WORK TO DO » Copy each line exactly. Leave nothing out.
--
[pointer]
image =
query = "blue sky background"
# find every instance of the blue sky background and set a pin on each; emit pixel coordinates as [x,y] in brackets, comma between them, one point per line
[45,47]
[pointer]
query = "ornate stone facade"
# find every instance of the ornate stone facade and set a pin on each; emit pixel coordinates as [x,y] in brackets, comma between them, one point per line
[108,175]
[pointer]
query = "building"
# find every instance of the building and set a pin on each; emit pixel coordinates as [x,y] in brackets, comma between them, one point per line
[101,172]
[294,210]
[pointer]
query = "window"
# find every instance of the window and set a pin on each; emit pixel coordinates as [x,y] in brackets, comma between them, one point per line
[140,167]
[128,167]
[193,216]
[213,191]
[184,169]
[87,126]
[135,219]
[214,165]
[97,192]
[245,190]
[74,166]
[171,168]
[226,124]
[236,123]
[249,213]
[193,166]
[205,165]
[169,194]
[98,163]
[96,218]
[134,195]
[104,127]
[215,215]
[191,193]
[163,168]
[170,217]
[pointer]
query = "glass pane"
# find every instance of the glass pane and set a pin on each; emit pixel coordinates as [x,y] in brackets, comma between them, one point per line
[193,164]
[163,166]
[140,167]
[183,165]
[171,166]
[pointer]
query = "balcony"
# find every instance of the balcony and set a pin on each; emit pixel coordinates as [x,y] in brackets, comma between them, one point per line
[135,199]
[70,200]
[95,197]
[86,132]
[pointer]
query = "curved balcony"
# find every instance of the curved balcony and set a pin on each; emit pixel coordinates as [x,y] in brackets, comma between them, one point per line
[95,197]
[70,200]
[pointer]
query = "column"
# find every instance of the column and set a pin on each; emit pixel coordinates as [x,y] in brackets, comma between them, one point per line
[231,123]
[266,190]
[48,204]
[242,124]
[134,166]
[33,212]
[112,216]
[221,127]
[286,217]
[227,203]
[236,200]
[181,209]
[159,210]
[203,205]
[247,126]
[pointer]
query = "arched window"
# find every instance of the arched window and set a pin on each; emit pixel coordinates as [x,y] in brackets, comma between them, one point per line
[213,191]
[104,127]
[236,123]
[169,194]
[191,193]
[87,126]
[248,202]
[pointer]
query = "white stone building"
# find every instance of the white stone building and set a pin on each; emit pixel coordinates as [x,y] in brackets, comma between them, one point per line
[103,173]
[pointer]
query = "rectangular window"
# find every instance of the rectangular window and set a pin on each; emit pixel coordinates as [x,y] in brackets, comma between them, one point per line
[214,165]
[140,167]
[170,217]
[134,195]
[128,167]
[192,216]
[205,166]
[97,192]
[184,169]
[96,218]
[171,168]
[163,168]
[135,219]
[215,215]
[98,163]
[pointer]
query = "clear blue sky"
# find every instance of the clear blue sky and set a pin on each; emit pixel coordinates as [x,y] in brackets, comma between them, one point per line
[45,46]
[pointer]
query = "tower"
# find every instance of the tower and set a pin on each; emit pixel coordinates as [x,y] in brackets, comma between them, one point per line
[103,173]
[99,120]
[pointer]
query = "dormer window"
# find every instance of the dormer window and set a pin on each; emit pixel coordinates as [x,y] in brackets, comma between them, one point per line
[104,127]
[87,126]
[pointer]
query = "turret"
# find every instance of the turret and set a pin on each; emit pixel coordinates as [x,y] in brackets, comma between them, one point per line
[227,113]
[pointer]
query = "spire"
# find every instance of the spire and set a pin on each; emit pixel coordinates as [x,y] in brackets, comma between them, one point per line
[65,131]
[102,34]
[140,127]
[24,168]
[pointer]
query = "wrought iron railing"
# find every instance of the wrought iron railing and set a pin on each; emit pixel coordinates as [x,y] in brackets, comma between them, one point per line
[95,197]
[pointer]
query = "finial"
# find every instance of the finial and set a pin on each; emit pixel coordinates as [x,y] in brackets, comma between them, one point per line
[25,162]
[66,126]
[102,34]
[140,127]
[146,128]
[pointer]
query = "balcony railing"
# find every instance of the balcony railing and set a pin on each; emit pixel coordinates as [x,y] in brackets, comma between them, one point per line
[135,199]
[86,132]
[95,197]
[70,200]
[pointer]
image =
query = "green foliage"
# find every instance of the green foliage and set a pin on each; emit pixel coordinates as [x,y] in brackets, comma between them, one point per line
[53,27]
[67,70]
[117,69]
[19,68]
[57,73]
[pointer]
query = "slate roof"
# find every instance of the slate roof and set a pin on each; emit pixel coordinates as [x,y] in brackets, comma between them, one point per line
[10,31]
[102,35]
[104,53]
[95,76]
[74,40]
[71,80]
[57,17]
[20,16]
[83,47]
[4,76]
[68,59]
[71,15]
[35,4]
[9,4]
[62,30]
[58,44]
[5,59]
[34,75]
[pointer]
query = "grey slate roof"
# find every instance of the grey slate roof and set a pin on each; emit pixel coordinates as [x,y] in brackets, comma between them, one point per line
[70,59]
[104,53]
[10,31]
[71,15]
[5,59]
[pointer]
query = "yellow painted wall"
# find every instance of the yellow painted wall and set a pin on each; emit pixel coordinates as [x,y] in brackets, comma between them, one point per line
--
RESULT BELOW »
[pointer]
image =
query = "blue sky background"
# find every instance of the blue sky background and set a pin on each; emit pixel coordinates as [x,y] in brackets, comma between them, one point per line
[45,47]
[pointer]
query = "ornate stone facade"
# find every instance of the ornate stone facade and set a pin on each; emit pixel coordinates as [x,y] in brackets, comma between them, one point per line
[108,175]
[pointer]
query = "building"
# find every instance of the building and set a pin on each; emit pixel coordinates as [x,y] in brackets, comma between them, one point per line
[101,172]
[294,210]
[pointer]
query = "window"
# find every instance of the window and set a pin on each; emit pixel coordinates as [x,y] in brackets, comma between them, one point per line
[140,167]
[128,167]
[193,216]
[213,191]
[184,169]
[87,126]
[135,219]
[214,165]
[97,192]
[245,190]
[74,166]
[171,168]
[226,124]
[236,123]
[249,213]
[193,166]
[205,165]
[169,194]
[98,163]
[96,218]
[134,195]
[104,127]
[215,215]
[191,193]
[163,168]
[170,217]
[pointer]
query = "glass pane"
# find every instance of the glass pane and set a pin on each; emit pixel coordinates as [x,y] in brackets, comma between them, one point per line
[193,164]
[163,166]
[140,167]
[183,165]
[171,166]
[pointer]
query = "balcony"
# find every instance of the balcony and set a pin on each; emit pixel coordinates as [x,y] in brackets, comma between them, one point per line
[135,199]
[70,200]
[95,197]
[86,132]
[pointer]
query = "curved balcony"
# find every instance of the curved balcony and set a pin on each; emit pixel coordinates as [x,y] in brackets, comma between them, one point per line
[95,197]
[70,200]
[pointer]
query = "column"
# find every instance of the column and set a pin on each; emit pixel coordinates as [x,y] in brackets, comma between them, one point per line
[231,123]
[266,190]
[48,204]
[242,124]
[134,166]
[33,212]
[112,216]
[221,127]
[286,217]
[227,203]
[236,200]
[181,209]
[159,210]
[203,205]
[247,126]
[pointer]
query = "arched window"
# find every instance of the arched window and set a pin on each; emit pixel coordinates as [x,y] in brackets, comma between them, one point per line
[213,191]
[104,127]
[236,123]
[169,194]
[191,193]
[87,126]
[248,202]
[pointer]
query = "white stone building"
# find every instance of the white stone building and set a pin on each; emit pixel coordinates as [x,y] in brackets, comma between them, one point per line
[103,173]
[pointer]
query = "rectangular window"
# find every instance of the rectangular window and set a pin on each; emit pixel coordinates as [x,y] in brackets, comma between them, one point per line
[214,165]
[140,167]
[170,217]
[134,195]
[128,167]
[192,216]
[205,166]
[97,192]
[184,169]
[96,218]
[171,168]
[163,168]
[135,219]
[215,215]
[98,163]
[pointer]
query = "clear blue sky"
# find every instance of the clear blue sky and set a pin on each; emit pixel coordinates as [x,y] in brackets, comma between them, one point per line
[45,46]
[pointer]
query = "tower"
# find every instance of the tower and set a pin on each; emit pixel coordinates as [x,y] in brackets, comma between them, one point per line
[103,173]
[99,120]
[pointer]
query = "dormer window"
# find every instance of the dormer window and set a pin on each; emit pixel coordinates as [x,y] in brackets, comma between them, one point per line
[104,127]
[87,126]
[pointer]
query = "turret"
# find every instance of the turret and set a pin on each; emit pixel coordinates as [x,y] in brackets, comma between them, one point per line
[227,113]
[pointer]
query = "spire"
# find every instance of the spire and set a pin on each; emit pixel coordinates as [x,y] in brackets, comma between them, one point per line
[65,131]
[102,34]
[140,127]
[24,168]
[pointer]
query = "wrought iron railing"
# find every instance of the wrought iron railing and set a pin on each; emit pixel coordinates as [x,y] in brackets, comma between them, one point per line
[95,197]
[pointer]
query = "finial"
# find every instance of the finial and set a pin on each; emit pixel coordinates as [x,y] in brackets, comma between them, one point per line
[25,162]
[66,126]
[102,34]
[140,127]
[146,128]
[pointer]
query = "balcony railing"
# find every instance of the balcony railing and set a pin on each; emit pixel coordinates as [x,y] in brackets, comma between them, one point per line
[135,199]
[86,132]
[95,197]
[70,200]
[pointer]
image =
query = "green foliage"
# find every instance of the green foliage and set a pin on each; emit pixel coordinates as [x,y] in brackets, comma between them, one point per line
[53,27]
[67,70]
[117,69]
[19,68]
[57,73]
[pointer]
query = "slate roof"
# find every instance of the slate roof and set a pin on each; emit pixel coordinates as [x,y] in brackets, comma between them, one point per line
[10,31]
[102,35]
[104,53]
[95,76]
[74,40]
[71,80]
[57,17]
[20,16]
[83,47]
[4,76]
[68,59]
[71,15]
[35,4]
[9,4]
[62,30]
[58,44]
[5,59]
[34,75]
[pointer]
query = "grey slate roof"
# find every instance of the grey slate roof and set a pin on each; emit pixel coordinates as [x,y] in brackets, comma between them, one point per line
[70,59]
[104,53]
[10,31]
[71,15]
[5,59]
[pointer]
query = "yellow painted wall"
# find every instance of the yellow painted wall and set a pin on each; emit pixel coordinates as [x,y] in brackets, comma between them, one point per line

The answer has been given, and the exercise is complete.